● **Stored rows**
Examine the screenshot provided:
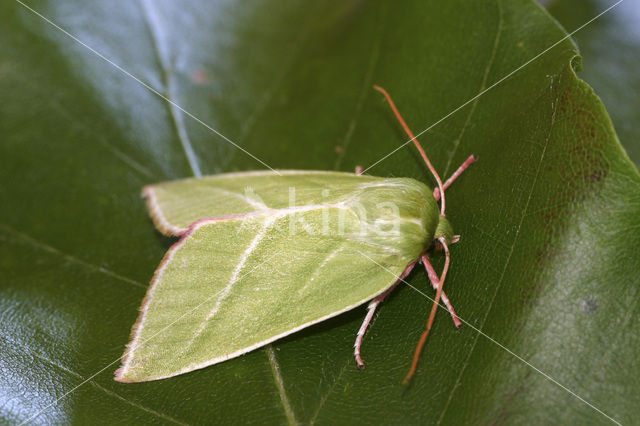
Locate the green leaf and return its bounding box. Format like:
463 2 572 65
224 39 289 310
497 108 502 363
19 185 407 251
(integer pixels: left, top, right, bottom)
0 0 640 424
547 0 640 167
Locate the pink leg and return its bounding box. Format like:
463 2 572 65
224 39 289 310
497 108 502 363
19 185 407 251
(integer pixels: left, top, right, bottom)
353 259 417 370
422 256 462 327
433 155 476 201
402 241 451 385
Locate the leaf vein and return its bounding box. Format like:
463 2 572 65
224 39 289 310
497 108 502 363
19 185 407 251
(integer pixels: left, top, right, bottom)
437 51 558 424
443 1 504 176
140 0 202 177
0 223 147 288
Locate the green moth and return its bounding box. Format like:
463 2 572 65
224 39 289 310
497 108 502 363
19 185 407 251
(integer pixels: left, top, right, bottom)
115 86 474 382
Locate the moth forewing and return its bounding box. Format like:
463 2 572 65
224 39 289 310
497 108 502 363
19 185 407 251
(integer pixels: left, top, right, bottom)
116 172 438 382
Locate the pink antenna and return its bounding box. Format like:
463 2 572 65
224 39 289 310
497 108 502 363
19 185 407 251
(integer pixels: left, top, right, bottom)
373 85 445 216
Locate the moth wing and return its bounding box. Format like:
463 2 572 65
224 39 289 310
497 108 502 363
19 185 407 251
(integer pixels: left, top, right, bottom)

● **Short exercise**
Reproduce every record above word for word, leaving out the pictures.

● **Result**
Examine the screenshot provided:
Locate the green leaf and return its bounding box. Format like:
463 2 572 65
224 39 289 310
497 108 502 363
19 185 407 251
(integer pixels: left, top, right, bottom)
0 0 640 424
547 0 640 167
Locate the pink leg and return its bounding box. Format like:
463 2 572 65
224 39 289 310
497 108 502 363
19 185 407 251
(integer pixels: left, top, right, bottom)
353 259 417 370
422 256 462 327
433 155 476 201
402 241 451 385
Locate the leaf vein and return its bounding box. Format like:
463 2 572 65
224 39 289 310
497 108 502 363
19 185 407 251
(integer pixels: left, top, right, bottom)
437 51 558 424
443 1 504 176
140 0 202 177
0 223 147 288
Locate the green moth and return its bounding box. Format like:
463 2 572 65
224 39 289 310
497 108 502 363
19 185 407 251
(integer pixels: left, top, right, bottom)
115 86 474 382
Locate the moth forewing and return its bounding box. Format like:
463 2 572 65
224 39 289 310
497 108 502 363
19 185 407 251
(integer pixels: left, top, right, bottom)
116 172 438 382
Locate the pink antenna and return its bounding box. Format like:
463 2 572 65
224 39 289 310
497 108 502 363
19 185 407 251
(integer pixels: left, top, right, bottom)
373 85 445 216
Locate the moth wing and return its bounding box. Format like:
463 2 572 65
224 39 289 310
497 108 502 363
19 185 407 251
(integer pixels: left, top, right, bottom)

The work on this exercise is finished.